─── Supplied material ───
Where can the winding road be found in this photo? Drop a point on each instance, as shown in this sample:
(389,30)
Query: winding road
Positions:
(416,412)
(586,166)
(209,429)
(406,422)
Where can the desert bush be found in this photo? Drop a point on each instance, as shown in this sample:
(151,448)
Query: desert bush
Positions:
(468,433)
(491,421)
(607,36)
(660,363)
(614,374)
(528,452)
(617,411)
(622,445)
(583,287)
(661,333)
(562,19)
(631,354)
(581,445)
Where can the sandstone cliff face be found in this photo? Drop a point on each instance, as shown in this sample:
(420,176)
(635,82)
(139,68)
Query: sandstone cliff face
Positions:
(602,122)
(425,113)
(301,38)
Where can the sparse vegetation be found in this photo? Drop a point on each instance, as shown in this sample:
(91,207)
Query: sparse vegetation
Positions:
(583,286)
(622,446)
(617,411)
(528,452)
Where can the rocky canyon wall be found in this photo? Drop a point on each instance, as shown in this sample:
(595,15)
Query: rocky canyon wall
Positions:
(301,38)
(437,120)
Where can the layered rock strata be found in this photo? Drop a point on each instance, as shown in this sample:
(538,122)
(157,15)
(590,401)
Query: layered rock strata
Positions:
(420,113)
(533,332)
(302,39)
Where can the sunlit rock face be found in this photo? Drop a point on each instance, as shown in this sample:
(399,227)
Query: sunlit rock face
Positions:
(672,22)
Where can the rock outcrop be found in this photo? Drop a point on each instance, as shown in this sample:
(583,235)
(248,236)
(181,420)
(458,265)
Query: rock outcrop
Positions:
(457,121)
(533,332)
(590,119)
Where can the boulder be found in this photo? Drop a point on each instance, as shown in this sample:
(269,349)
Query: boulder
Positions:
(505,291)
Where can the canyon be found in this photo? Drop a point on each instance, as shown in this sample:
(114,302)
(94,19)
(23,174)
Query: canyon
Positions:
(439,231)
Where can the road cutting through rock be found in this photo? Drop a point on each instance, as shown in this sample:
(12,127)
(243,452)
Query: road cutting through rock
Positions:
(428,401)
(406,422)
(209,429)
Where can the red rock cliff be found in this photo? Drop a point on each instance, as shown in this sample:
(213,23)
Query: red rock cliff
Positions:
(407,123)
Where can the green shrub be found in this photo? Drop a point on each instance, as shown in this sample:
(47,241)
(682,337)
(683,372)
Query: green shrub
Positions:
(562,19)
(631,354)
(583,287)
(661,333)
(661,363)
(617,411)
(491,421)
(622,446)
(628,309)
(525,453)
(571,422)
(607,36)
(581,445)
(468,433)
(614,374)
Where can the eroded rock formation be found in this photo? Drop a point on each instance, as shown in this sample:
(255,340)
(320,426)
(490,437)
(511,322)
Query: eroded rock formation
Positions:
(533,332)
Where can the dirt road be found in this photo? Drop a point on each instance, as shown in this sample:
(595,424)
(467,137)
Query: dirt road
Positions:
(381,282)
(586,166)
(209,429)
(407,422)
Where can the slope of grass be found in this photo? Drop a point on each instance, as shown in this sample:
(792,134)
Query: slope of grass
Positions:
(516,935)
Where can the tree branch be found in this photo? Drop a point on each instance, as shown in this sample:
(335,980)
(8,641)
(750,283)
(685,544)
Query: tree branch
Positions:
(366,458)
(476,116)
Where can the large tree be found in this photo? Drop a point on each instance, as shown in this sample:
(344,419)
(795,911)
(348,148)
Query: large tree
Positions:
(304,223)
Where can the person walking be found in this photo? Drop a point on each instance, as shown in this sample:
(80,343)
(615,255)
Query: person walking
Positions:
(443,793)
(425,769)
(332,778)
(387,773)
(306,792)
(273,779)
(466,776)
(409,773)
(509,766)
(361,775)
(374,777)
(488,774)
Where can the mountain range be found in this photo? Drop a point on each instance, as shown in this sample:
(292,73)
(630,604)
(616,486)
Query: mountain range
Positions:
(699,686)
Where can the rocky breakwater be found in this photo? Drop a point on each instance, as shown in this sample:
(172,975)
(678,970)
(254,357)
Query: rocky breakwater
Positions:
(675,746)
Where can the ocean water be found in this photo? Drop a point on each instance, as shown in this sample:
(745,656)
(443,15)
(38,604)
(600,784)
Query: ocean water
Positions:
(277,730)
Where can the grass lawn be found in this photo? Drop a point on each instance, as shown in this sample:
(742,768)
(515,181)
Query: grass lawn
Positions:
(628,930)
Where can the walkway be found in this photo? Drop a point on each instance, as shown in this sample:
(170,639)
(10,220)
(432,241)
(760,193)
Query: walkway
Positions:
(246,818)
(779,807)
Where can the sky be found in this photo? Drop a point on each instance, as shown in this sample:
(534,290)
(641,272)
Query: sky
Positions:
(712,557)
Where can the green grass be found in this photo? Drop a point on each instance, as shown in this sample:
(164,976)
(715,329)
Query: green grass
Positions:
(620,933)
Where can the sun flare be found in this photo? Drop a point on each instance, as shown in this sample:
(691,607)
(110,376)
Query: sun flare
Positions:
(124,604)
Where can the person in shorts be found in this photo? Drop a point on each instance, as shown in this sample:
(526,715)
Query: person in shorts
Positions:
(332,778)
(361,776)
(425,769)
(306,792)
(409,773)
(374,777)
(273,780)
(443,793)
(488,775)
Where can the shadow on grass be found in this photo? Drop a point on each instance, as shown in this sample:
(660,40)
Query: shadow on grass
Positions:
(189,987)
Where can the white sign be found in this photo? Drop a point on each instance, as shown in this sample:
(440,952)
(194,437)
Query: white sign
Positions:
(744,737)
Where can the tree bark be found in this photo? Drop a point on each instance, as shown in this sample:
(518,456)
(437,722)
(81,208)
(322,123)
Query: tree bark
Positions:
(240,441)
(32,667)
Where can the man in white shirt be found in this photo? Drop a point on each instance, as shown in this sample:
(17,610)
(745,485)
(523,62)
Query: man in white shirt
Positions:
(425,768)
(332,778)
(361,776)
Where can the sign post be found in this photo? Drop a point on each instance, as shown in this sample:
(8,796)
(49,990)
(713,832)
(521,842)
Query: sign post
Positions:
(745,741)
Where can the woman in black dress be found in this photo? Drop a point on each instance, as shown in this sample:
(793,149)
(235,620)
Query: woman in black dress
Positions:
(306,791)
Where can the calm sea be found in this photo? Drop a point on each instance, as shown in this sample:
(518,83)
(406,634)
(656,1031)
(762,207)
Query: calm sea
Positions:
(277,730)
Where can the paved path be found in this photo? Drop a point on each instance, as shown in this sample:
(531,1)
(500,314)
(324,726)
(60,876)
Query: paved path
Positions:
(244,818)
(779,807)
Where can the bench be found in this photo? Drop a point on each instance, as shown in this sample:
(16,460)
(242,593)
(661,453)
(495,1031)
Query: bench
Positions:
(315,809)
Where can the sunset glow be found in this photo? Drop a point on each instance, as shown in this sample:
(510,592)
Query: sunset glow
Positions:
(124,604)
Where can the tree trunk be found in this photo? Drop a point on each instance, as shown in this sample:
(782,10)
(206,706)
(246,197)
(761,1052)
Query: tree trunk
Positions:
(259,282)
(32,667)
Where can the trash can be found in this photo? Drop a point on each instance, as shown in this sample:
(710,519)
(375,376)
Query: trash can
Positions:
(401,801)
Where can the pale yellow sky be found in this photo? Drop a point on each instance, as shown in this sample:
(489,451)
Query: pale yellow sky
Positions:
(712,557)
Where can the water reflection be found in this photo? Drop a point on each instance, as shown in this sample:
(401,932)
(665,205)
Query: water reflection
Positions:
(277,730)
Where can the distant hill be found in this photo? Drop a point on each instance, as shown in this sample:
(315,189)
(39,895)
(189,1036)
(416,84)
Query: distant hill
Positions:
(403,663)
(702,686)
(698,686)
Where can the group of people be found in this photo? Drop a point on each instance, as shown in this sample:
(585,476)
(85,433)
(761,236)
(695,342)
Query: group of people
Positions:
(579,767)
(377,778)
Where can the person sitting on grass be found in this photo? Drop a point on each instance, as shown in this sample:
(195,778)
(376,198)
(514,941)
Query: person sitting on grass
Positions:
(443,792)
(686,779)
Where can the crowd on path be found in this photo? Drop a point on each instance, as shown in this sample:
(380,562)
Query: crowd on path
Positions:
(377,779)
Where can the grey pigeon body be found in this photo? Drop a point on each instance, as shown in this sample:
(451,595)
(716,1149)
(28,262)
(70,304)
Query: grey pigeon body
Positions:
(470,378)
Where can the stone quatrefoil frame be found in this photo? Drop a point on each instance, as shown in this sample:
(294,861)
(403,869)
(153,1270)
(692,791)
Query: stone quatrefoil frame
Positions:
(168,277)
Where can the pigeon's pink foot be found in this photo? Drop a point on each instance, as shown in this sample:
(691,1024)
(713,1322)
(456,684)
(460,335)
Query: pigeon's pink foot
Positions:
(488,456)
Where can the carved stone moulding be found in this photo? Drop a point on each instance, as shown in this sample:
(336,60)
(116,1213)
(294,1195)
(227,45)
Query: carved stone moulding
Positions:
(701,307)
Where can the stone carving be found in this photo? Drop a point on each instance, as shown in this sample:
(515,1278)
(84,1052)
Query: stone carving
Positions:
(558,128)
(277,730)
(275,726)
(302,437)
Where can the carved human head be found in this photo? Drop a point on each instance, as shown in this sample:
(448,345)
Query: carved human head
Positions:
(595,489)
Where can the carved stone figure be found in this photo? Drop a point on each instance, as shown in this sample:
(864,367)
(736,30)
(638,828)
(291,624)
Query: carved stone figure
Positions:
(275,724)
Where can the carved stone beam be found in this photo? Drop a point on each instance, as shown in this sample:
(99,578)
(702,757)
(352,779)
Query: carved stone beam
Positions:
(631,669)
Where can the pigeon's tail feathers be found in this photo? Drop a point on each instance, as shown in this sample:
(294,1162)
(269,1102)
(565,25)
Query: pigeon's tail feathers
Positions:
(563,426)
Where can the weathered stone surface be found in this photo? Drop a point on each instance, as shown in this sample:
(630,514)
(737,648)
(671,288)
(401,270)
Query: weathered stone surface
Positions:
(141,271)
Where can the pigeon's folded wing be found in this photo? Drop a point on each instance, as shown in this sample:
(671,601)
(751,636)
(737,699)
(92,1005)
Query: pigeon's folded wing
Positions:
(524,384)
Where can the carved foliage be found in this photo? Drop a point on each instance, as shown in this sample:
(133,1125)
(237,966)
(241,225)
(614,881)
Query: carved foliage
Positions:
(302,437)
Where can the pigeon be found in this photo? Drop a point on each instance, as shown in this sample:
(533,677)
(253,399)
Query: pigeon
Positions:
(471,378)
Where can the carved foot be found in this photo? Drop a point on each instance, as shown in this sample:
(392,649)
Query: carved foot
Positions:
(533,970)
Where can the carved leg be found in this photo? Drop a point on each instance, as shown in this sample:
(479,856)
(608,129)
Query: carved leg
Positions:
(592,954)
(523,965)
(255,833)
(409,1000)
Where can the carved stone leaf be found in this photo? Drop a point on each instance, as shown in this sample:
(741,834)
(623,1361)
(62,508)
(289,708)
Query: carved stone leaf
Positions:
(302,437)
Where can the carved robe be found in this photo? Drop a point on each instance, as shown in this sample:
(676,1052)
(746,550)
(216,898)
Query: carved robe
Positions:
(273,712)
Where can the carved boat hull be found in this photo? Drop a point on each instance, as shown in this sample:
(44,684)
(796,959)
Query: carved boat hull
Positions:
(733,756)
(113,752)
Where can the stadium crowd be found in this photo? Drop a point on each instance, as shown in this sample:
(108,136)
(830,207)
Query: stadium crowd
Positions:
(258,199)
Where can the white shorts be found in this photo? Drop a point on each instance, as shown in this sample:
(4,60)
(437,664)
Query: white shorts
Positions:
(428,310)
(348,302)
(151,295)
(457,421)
───
Required work → Give back exactly the lines from the line containing "Where can the pigeon be" to the end of the entries, and no other lines.

Task result →
Where can the pigeon be found in this photo? Drop a point on each instance, as shown in this sample:
(533,677)
(253,399)
Query: pigeon
Positions:
(471,378)
Where can the carved foot be found in this photo? Drop a point on each instance, as shown in this sample:
(392,649)
Query: carved foot
Positions:
(533,970)
Where can the carved leg be found in this photo? Drop a point on each instance, as shown in this sample:
(479,856)
(608,129)
Query: carved leg
Positions:
(592,954)
(523,965)
(255,833)
(409,1000)
Where can the carved stone leaf be found in this photo? Drop a point on each instance, as shown in this sample:
(741,834)
(623,1361)
(62,508)
(289,708)
Query: carved stone leaf
Positions:
(302,437)
Where can the carved robe be found in this photo? Drop a point on each instance, as shown in this sample:
(676,1052)
(746,550)
(216,898)
Query: carved robe
Positions:
(273,712)
Where can the carved boat hull be found in this photo? Drop a point on each instance, as shown in this sample:
(44,684)
(796,959)
Query: carved boat hull
Positions:
(733,756)
(113,752)
Where can the stadium crowd be found in this photo? Drop a point on each instance, as shown in this sample:
(108,136)
(830,207)
Query: stadium crowd
Positions:
(258,199)
Where can the white shorts be found in this photo? Drop a point on each instance, as shown in this sample:
(4,60)
(437,664)
Query: white shorts
Positions:
(428,310)
(348,302)
(151,295)
(457,421)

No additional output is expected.